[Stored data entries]

::::

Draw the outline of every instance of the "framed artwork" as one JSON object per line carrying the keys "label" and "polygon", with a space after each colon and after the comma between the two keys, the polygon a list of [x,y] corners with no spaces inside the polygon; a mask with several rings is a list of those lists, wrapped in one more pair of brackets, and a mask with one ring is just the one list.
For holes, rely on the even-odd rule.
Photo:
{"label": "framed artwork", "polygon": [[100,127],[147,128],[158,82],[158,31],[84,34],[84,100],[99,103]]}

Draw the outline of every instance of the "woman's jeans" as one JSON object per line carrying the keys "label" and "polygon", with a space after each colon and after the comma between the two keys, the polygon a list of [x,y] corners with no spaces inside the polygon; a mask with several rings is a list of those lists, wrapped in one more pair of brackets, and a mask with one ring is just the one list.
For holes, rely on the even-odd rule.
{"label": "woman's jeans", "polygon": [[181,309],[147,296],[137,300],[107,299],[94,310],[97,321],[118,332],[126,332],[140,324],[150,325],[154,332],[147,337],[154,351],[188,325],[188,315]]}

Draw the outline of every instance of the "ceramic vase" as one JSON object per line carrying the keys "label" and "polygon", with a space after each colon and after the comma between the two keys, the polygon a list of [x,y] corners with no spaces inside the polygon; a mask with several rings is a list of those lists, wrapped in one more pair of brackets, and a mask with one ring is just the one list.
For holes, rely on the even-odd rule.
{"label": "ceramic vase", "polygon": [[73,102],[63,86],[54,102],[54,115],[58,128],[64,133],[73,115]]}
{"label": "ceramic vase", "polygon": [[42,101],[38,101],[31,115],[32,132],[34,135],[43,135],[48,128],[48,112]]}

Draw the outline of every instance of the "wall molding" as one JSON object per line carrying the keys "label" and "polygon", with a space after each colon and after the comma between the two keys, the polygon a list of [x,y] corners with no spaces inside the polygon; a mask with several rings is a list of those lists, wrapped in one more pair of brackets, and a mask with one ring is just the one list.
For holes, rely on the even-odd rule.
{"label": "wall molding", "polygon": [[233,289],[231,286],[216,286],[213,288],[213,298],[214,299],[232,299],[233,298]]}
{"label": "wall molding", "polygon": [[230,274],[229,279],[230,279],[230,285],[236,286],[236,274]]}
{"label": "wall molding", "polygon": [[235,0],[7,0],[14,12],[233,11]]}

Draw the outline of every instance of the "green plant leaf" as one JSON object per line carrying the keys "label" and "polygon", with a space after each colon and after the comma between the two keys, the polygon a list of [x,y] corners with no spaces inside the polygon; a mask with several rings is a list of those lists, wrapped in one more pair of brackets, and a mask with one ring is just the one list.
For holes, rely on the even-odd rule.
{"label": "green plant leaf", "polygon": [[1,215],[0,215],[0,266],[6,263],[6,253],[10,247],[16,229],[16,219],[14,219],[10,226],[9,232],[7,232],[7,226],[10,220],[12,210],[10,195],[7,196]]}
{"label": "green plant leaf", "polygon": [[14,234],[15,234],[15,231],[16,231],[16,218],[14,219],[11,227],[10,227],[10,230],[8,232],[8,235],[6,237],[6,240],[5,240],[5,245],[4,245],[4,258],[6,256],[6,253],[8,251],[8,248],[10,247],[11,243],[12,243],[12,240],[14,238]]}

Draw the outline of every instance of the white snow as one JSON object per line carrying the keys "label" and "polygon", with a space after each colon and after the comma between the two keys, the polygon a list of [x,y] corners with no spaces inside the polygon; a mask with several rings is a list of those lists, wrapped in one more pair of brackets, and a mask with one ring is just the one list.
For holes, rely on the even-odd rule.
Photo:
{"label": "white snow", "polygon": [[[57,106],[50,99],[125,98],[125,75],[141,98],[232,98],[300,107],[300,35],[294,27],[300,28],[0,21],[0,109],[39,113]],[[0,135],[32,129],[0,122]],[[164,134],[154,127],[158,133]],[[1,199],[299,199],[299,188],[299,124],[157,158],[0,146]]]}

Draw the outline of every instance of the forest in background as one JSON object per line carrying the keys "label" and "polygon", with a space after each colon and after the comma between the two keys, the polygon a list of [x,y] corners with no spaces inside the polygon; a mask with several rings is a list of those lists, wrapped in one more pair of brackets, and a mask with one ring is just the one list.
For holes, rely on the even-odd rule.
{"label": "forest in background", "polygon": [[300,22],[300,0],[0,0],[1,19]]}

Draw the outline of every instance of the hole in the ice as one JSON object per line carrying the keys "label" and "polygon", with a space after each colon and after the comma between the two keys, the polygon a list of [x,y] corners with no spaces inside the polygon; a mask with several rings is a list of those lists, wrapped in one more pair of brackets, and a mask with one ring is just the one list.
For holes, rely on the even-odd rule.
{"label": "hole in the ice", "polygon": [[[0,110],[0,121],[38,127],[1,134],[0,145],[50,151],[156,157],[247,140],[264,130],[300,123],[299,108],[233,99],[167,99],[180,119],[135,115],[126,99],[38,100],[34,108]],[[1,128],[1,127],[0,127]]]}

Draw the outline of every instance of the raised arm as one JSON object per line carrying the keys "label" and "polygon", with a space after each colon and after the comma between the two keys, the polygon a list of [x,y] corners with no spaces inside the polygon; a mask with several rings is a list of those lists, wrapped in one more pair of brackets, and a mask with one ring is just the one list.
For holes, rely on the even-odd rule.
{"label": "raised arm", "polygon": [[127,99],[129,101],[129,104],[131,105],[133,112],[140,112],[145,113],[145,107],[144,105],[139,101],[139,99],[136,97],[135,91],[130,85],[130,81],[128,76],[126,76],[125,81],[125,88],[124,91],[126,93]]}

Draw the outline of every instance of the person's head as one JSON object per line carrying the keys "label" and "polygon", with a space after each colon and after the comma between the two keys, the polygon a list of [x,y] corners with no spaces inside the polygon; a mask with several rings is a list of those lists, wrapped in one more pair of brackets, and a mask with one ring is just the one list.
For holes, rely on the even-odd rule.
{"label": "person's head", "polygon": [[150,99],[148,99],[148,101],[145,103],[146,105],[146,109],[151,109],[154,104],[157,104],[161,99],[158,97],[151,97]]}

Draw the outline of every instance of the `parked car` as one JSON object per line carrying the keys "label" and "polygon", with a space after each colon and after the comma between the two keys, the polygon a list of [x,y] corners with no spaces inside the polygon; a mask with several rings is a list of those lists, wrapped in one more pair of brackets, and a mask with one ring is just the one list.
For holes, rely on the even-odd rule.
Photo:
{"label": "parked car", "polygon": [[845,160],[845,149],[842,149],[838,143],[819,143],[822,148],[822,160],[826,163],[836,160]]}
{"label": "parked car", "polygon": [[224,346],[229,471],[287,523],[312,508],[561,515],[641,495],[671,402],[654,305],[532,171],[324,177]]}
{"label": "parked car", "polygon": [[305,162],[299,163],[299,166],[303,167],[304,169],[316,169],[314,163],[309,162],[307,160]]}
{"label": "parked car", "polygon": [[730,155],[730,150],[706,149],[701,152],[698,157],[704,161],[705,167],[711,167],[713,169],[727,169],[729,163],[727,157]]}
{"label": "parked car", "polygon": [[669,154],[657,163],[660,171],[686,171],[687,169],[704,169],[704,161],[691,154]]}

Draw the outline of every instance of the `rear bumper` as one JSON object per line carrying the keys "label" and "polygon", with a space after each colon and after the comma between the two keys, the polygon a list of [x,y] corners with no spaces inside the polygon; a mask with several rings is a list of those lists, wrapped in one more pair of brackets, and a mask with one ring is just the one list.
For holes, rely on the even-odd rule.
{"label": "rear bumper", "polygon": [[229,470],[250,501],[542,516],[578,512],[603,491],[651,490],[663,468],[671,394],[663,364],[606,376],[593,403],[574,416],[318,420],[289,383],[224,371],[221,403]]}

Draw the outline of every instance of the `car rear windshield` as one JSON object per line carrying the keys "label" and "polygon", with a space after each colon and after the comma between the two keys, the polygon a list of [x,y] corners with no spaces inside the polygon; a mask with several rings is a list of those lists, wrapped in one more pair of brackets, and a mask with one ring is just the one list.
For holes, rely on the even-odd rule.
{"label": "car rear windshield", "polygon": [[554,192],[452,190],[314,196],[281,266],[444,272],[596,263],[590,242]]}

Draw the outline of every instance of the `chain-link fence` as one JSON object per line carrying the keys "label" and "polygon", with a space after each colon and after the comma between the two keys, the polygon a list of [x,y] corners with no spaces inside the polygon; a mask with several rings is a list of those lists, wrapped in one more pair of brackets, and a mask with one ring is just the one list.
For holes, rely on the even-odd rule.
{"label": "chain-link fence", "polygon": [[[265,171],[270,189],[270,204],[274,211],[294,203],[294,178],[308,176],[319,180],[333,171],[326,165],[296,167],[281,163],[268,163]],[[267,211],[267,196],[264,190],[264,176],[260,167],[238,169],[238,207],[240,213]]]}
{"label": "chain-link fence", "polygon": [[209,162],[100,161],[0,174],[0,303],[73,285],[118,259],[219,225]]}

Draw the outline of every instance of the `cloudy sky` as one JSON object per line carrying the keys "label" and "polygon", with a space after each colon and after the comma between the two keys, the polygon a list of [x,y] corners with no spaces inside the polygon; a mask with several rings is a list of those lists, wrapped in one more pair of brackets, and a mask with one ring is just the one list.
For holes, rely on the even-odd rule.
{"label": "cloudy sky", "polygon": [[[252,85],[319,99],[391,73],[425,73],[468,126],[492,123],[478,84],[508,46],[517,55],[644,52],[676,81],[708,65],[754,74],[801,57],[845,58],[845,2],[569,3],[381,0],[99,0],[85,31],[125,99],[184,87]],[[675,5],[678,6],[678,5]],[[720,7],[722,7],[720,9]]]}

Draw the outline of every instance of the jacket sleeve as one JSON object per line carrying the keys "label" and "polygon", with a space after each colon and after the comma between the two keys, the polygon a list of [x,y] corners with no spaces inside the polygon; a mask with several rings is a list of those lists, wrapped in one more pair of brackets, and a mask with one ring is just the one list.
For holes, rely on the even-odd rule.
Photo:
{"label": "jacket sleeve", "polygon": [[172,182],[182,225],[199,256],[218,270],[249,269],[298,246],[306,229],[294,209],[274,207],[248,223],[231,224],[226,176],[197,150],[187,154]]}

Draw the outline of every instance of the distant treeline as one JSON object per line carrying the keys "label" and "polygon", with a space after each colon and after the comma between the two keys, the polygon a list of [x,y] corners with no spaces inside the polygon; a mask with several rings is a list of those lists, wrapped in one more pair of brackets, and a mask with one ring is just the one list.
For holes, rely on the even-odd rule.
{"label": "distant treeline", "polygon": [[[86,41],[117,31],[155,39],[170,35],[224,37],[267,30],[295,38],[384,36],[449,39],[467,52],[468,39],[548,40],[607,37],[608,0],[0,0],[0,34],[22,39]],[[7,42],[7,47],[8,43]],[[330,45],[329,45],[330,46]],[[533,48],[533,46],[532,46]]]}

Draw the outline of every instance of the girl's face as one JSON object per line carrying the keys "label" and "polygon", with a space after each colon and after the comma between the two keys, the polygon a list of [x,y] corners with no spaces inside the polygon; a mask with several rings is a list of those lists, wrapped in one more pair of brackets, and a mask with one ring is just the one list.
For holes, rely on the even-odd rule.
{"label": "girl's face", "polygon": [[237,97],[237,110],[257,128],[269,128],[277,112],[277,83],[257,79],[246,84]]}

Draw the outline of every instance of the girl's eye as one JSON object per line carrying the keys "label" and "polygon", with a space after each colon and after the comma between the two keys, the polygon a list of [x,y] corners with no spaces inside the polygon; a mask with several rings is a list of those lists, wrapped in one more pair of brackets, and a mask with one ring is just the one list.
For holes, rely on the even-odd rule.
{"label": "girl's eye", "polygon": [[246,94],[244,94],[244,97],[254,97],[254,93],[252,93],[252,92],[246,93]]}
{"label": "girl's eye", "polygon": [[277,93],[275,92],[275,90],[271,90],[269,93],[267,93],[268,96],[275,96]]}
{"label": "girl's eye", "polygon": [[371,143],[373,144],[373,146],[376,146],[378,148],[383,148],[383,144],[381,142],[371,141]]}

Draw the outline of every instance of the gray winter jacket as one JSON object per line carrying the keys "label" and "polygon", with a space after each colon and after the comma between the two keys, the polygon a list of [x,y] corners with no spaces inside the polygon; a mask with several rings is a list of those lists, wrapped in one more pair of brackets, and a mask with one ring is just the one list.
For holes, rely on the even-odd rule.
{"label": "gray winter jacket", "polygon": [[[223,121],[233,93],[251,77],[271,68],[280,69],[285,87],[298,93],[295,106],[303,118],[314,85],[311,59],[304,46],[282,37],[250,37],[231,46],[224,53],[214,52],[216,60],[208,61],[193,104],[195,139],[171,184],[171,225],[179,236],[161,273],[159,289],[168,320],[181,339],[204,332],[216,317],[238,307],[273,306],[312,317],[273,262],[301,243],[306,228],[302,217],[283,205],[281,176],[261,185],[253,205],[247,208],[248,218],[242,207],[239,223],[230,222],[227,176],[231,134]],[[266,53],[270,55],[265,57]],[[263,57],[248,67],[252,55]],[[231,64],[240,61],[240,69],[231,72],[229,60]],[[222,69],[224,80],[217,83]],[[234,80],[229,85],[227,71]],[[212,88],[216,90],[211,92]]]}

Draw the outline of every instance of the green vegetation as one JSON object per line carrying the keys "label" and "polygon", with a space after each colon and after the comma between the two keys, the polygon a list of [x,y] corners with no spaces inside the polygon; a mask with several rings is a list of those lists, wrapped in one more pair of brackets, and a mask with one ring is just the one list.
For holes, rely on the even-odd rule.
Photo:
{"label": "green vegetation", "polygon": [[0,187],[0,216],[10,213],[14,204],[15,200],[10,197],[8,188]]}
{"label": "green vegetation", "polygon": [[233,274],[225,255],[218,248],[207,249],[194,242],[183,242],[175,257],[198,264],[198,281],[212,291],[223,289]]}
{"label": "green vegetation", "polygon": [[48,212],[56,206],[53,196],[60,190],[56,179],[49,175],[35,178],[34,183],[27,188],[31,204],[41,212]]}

::::

● Assignment:
Looking at the data above, write out exactly the lines that start at the one containing "Draw the outline of every instance of the forest" and end at the one containing "Draw the outline of every instance of the raised"; include both and nothing beyond.

● Response to this exercise:
Draw the outline of every instance of the forest in background as one JSON object per line carrying the keys "label" and "polygon", with a space after each colon and after the comma between the two keys, the polygon a list of [x,y] corners with no spaces inside the polygon; a mask with several rings is a list of those lists, wrapped in one more pair of brackets, and a mask with one ring is just the one list.
For holes, rely on the even-odd rule.
{"label": "forest in background", "polygon": [[300,22],[300,0],[0,0],[1,19]]}

Draw the outline of every instance of the hole in the ice as one JSON object per line carrying the keys "label" and "polygon", with a space after each colon and after the comma between the two keys, the polygon a list of [x,y] corners with no spaces inside the polygon; a mask with several rings is a list of those lists, wrapped in one more pair of brackets, and a mask with one ring is just the one list.
For holes, rely on the even-odd rule.
{"label": "hole in the ice", "polygon": [[[0,110],[0,121],[38,127],[1,134],[0,145],[50,151],[156,157],[247,140],[264,130],[300,123],[299,108],[233,99],[167,99],[180,119],[135,115],[126,99],[38,100],[34,108]],[[1,128],[1,127],[0,127]]]}

Draw the outline of every instance of the raised arm as one JSON object per line carrying the keys "label" and "polygon", with a space after each colon and after the comma between the two keys, the polygon a list of [x,y] corners with no spaces inside the polygon; a mask with several rings is a list of those lists, wrapped in one more pair of brackets, and a mask with one ring is just the one list.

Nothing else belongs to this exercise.